Во-вторых, в разных контекстах эта «культура» понимается по-разному: в одних случаях речь идёт о социально-культурных различиях между горожанами и сельскими жителями, в других – о некоторой культурной вариативности, свойственной любой культурной общности (обрядность, поведенческие нормы, пищевые предпочтения, языковые диалекты и пр.). В-третьих, эта вариативность отчасти вызывается культурной гибридностью: скажем, приезжие русские привозили с собой некоторые культурные нормы и установки, заимствованные ими у народов Центральной Азии, что и делало их «другими русскими». Все отмеченные культурные различия отнюдь не возводят какие-либо непреодолимые барьеры. Ведь, например, различия в образовании могут побуждать людей к повышению своего образовательного уровня. А иные обычаи могут казаться привлекательными и заимствоваться. Поэтому речь должна идти не столько о культурных различиях sui generis, сколько о восприятии этих культурных различий в особом контексте, окрашенном ухудшением социально-экономического положения местного населения в обстановке кризиса. Именно в данных условиях культура выступает универсальной объяснительной матрицей, за которой скрываются соперничество из-за доступа к жизненно важным ресурсам или опасения за свою конкурентоспособность[61]. Опросы, проведённые И.М. Бадыштовой в Москве, Нижнем Новгороде и Смоленске в апреле 1999 года, показали, что значительная часть респондентов (от 35,2% в Смоленске до 44,4% в Москве) испытывали тревогу по поводу конкуренции с приезжими на рынке труда[62].

Задания и упражнения -
1/ Где и когда И.М. Бадыштова проводила опросы, о которых говорится в отрывке о культурных различиях между местными жителями и приезжими?
2/ Продолжите отрывок о культурных различиях между местными жителями и приезжими, начав сразу после его последнего предложения.

Исходные записи -
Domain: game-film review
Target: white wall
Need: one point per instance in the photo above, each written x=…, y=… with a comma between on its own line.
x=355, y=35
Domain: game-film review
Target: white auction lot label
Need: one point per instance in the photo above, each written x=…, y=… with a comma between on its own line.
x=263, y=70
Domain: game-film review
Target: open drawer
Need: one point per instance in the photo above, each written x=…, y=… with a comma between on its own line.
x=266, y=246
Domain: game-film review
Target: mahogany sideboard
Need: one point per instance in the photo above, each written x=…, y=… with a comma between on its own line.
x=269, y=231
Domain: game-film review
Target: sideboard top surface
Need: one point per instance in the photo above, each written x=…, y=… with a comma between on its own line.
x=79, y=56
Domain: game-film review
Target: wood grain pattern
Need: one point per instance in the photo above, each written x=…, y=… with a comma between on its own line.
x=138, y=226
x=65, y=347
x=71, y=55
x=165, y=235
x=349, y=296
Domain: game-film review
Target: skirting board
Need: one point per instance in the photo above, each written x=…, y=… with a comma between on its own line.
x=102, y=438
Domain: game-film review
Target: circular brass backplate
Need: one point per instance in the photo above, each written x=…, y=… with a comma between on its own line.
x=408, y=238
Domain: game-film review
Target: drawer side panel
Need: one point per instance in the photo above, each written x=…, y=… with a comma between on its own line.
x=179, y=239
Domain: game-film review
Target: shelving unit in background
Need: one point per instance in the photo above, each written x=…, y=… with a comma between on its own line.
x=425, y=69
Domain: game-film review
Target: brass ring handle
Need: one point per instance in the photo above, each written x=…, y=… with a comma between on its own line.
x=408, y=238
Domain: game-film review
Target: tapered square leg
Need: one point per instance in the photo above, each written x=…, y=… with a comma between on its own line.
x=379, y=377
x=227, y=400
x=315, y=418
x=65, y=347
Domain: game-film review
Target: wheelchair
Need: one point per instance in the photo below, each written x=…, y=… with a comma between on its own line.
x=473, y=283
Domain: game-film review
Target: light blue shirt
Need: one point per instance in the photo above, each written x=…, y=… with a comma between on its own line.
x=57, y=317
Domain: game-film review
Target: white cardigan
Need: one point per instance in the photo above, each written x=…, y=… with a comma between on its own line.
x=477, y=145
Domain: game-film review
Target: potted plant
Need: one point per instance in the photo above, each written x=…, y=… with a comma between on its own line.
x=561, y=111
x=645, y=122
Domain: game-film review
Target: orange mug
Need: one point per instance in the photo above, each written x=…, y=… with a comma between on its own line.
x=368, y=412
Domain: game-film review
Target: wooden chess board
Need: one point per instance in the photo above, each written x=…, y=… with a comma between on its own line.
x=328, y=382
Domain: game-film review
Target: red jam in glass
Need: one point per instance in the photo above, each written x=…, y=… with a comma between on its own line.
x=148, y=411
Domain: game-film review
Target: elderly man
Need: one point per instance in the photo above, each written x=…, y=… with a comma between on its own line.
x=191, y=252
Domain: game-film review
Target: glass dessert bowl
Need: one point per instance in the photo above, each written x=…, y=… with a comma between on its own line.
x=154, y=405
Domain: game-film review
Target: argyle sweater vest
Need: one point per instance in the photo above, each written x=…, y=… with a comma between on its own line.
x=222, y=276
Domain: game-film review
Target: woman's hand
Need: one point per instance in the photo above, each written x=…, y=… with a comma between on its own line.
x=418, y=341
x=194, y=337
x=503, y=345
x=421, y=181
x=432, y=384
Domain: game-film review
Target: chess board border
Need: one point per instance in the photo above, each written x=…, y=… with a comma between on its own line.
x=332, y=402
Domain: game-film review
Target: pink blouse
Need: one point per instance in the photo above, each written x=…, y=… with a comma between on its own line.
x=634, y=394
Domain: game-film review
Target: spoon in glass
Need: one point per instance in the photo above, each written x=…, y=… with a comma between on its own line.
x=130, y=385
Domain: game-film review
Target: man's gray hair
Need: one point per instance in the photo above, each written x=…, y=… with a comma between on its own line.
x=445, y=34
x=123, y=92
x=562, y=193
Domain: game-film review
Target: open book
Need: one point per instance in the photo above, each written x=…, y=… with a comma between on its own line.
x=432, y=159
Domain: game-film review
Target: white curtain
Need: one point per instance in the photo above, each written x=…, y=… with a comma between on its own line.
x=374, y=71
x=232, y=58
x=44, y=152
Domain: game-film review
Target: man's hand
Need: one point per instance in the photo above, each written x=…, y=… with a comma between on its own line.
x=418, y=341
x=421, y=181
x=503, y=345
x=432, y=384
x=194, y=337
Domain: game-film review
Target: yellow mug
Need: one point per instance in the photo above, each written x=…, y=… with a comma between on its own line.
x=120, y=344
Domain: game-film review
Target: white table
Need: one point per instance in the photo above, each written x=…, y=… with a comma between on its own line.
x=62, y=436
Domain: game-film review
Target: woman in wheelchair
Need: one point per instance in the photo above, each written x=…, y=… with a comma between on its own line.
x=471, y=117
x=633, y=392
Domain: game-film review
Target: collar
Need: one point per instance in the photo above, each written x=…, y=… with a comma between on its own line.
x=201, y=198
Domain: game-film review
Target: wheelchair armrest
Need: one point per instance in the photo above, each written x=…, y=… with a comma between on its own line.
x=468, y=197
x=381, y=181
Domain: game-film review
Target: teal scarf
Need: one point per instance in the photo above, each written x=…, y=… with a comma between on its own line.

Ответы на задания -
1/ В Москве, Нижнем Новгороде и Смоленске в апреле 1999 года.

2/
Важно учитывать, что, хотя значительную часть мигрантов составляют русские и хотя большинство мигрантов заняты в строительстве, в общественном мнении образ мигрантов неразрывно связан с «инородцами», а сфера приложения их труда – с торговлей и/или с криминалом[63]. Правда, не желая показаться эгоистами, люди пытаются подчёркнуто демонстрировать, что они защищают не свои личные, а некие общие интересы, где образ «мы» оказывается много ценнее, чем «я». Именно поэтому, говоря о негативных последствиях массовой миграции, они делают акцент не на своих личных потерях, а на трудностях, возникающих у какой-либо иной группы «своих». Как в этой связи отмечает Л.Д. Гудков,
«военных и милицию больше всего “заботит”, что приезжие “отнимают рабочие места” у местных работников; пенсионеров, что они “торгуют” и наживаются на местном населении; руководителей и домохозяек – что они развращают и подкупают милицию; безработных – что “их очень много везде”; учащихся – что они просто им не нравятся, так как они “наглы” и т.п.»[64]
Это способствует консолидации «мы-группы». Отсюда же и аргументация, пытающаяся всеми силами закрепить этнические культуры за строго ограниченными территориями.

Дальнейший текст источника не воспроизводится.